» TASKS FOR THIS EXERCISE:
1 - Copy the passage of the text on the Cornell Library photo collection everything from "Three decades later, Weintraub's" down to "1950s physique photos.", word for word.
2 - Carry on the article about the gay-related photo collection at Cornell Library from the point where it stops.

» TEXT SECTION:
'''

Cornell Library receives gay-related photo collection
By Gwen Glazer
In the early 1980s, with the gay community in the terrifying grip of an unidentified new disease, New York City lawyer Harry Weintraub started collecting photographs.
"I began this collection in earnest because of the AIDS crisis," he said. "Men were dying all around me. ... I was intent on trying to preserve not only their histories, but the histories of those who came before."
Many families were embarrassed by their gay relatives and would throw out their personal effects, Weintraub said, because "they just wanted to get rid of everything. Many times, I was beaten by the dumpster."
But relatives started finding out about Weintraub's collection and contacting him, ready to donate garbage bags full of their gay family members' scrapbooks, pornography, photographs and memorabilia. He also purchased materials through antique dealers, from the basements of Manhattan sex shops and at antique shows all over the country.
Three decades later, Weintraub's collection exceeds 10,000 items dating to the 1860s. Many photographs are deeply personal, ranging from candid snapshots to formal 19th-century portraits and from Hollywood stars' studio portraits to 1950s physique photos.
The photographs and related documents have come to Cornell University Library's Division of Rare and Manuscript Collections as the Harry H. Weintraub Collection of Gay-Related Photography and Historical Documentation. It includes 150 years of photographs, magazines, pornography and ephemera -- and even a few Cornell-specific items, including a photo of a man posed in the arms of the A.D. White statue on the Arts Quad.
"This is an amazing gift to Cornell, with tremendous historical value, and it enhances our sexuality, visual and photographic collections in exciting ways," said Katherine Reagan, the Ernest L. Stein Curator of Rare Books and Manuscripts.
How can one tell if people in a photograph are gay without context?
Sometimes it's obvious, Weintraub said, such as when men are in overtly sexual situations or the photographs were donated directly by the families of known gay men. Other times, particularly with older photographs, it's more subtle -- conveyed by an open hand instead of a closed fist, the position of the legs, even a facial expression.

'''

» DATASET CONTENT:
'''

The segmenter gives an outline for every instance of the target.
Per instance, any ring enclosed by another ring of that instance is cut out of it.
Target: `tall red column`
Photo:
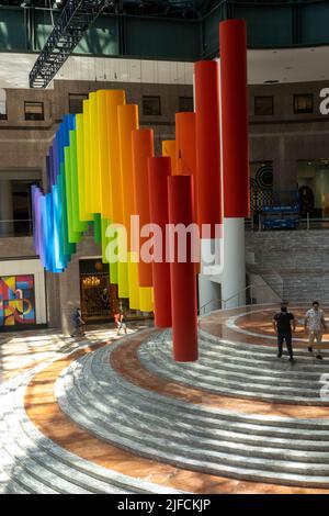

'''

» ANSWERS IN ORDER:
1 -
Three decades later, Weintraub's collection exceeds 10,000 items dating to the 1860s. Many photographs are deeply personal, ranging from candid snapshots to formal 19th-century portraits and from Hollywood stars' studio portraits to 1950s physique photos.

2 -
"There are clues, tiny details, if you know what to look for," he said, such as the way the men sit or wear matching rings on their right hands.
Weintraub began collecting with a 1916 sepia-toned print that he found at an antique show. "I found this picture showing two guys in profile, posed affectionately," he said. "There was this moment of recognition, and I thought, 'That's it, that's us, that's me.' I had to start collecting them, after that."
The Weintraub Collection enhances the library's Human Sexuality Collection, which was established in 1988 and has grown to become one of the pre-eminent sexuality collections in the country.
"The new collection ... is a trove of rich and provocative images and related materials. It will provide an invaluable resource to many scholars, especially those of queer life and performance in the 20th century," said Nicholas Salvato, assistant professor of theater, film and dance at Cornell. "I'm looking forward to bringing my students to see a number of intriguing photographs when I teach Introduction to LGBT Studies in the spring."
"I knew the collection would have a good home here, that it would be well taken care of," Weintraub said. "We're a country of diversity, and all the different parts of that diversity deserve to be collected and understood."
Gwen Glazer is a staff writer at Cornell University Library.